# start of Records provided

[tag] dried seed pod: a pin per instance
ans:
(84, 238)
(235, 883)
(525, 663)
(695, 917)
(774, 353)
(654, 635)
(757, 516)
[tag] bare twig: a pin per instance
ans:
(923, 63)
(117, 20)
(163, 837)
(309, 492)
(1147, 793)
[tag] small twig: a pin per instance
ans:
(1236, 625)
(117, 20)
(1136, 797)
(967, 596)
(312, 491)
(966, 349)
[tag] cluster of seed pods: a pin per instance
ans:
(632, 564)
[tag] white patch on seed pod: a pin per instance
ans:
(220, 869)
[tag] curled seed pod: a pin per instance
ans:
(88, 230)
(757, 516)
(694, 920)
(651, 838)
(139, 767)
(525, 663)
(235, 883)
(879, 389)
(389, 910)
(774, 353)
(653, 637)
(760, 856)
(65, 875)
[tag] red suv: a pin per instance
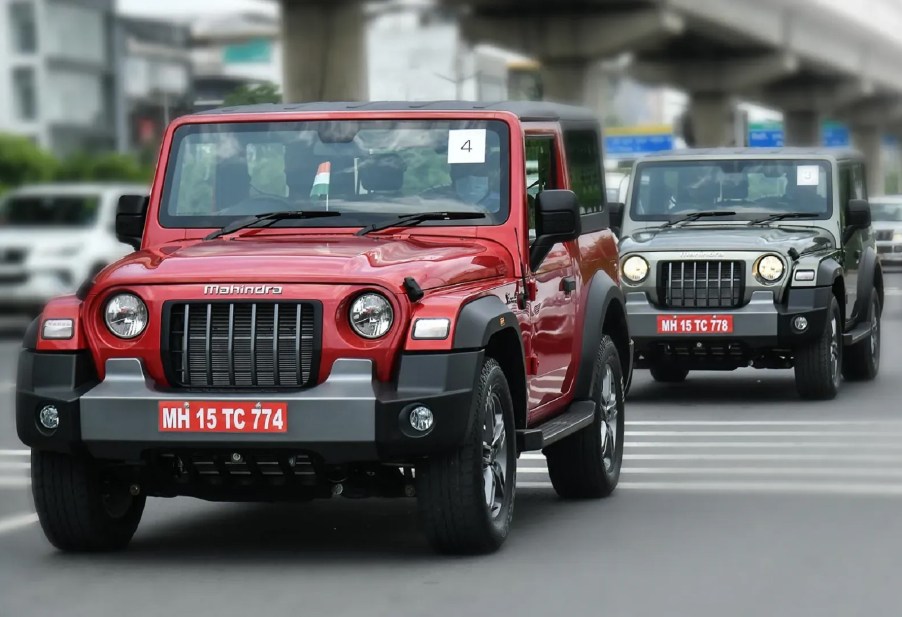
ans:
(367, 299)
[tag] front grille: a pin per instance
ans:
(242, 344)
(701, 284)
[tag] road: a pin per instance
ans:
(736, 499)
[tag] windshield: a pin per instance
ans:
(369, 171)
(887, 212)
(753, 189)
(49, 211)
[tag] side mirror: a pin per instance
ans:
(131, 213)
(859, 214)
(557, 220)
(615, 216)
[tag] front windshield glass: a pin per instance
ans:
(369, 171)
(49, 210)
(887, 212)
(753, 189)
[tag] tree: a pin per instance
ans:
(253, 95)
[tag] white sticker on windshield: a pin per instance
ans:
(808, 175)
(466, 146)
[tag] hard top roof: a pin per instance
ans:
(839, 154)
(527, 111)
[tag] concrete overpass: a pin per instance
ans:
(810, 58)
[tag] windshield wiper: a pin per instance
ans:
(785, 215)
(416, 219)
(698, 215)
(268, 219)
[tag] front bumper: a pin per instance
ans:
(350, 417)
(761, 324)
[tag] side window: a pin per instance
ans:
(584, 165)
(539, 173)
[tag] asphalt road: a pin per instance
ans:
(736, 499)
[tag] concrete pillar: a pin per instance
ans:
(868, 140)
(711, 117)
(324, 50)
(565, 82)
(802, 128)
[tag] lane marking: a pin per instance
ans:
(13, 523)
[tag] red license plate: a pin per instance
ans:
(695, 324)
(222, 417)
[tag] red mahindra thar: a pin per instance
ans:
(373, 299)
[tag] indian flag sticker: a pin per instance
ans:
(321, 181)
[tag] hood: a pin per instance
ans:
(728, 238)
(342, 259)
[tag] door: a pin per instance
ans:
(553, 309)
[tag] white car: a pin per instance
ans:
(55, 236)
(886, 217)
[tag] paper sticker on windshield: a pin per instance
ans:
(466, 146)
(808, 175)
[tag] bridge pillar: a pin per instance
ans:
(802, 128)
(324, 50)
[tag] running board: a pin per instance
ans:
(578, 416)
(858, 334)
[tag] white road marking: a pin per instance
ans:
(13, 523)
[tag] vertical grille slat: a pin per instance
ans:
(242, 344)
(701, 284)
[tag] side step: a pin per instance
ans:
(578, 416)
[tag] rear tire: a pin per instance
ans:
(586, 465)
(861, 362)
(818, 365)
(466, 497)
(78, 510)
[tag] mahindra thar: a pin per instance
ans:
(370, 299)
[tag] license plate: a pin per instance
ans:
(695, 324)
(222, 417)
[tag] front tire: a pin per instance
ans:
(818, 365)
(586, 465)
(466, 497)
(80, 510)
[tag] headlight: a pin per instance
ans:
(769, 268)
(635, 269)
(371, 315)
(125, 315)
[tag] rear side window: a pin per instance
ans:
(583, 148)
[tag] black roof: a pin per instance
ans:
(528, 111)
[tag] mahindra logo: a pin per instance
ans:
(233, 290)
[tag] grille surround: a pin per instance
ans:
(236, 349)
(701, 284)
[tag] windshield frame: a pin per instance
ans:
(349, 220)
(740, 217)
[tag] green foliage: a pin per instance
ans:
(254, 95)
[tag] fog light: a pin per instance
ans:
(421, 418)
(49, 417)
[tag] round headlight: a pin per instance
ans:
(635, 269)
(125, 315)
(371, 315)
(770, 268)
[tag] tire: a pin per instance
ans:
(75, 508)
(818, 365)
(586, 465)
(668, 373)
(452, 489)
(861, 362)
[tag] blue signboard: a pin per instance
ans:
(835, 135)
(766, 135)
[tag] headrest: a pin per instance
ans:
(382, 172)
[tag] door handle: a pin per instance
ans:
(568, 285)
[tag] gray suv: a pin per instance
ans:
(748, 257)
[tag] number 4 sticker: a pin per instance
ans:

# end of Records provided

Brief:
Reproduce word for word every line of the records from the one containing "[tag] tire: a pin per instance" through the last line of the records.

Response to this task:
[tag] tire: a pin per instance
ans:
(75, 508)
(818, 365)
(586, 465)
(668, 373)
(452, 489)
(861, 362)
[tag] blue signboard: a pin per instance
ans:
(835, 135)
(766, 135)
[tag] headrest: a pin per instance
ans:
(382, 172)
[tag] door handle: a pin per instance
ans:
(568, 285)
[tag] gray suv: a pin per instance
ans:
(748, 257)
[tag] number 4 sticker: a pin per instance
ans:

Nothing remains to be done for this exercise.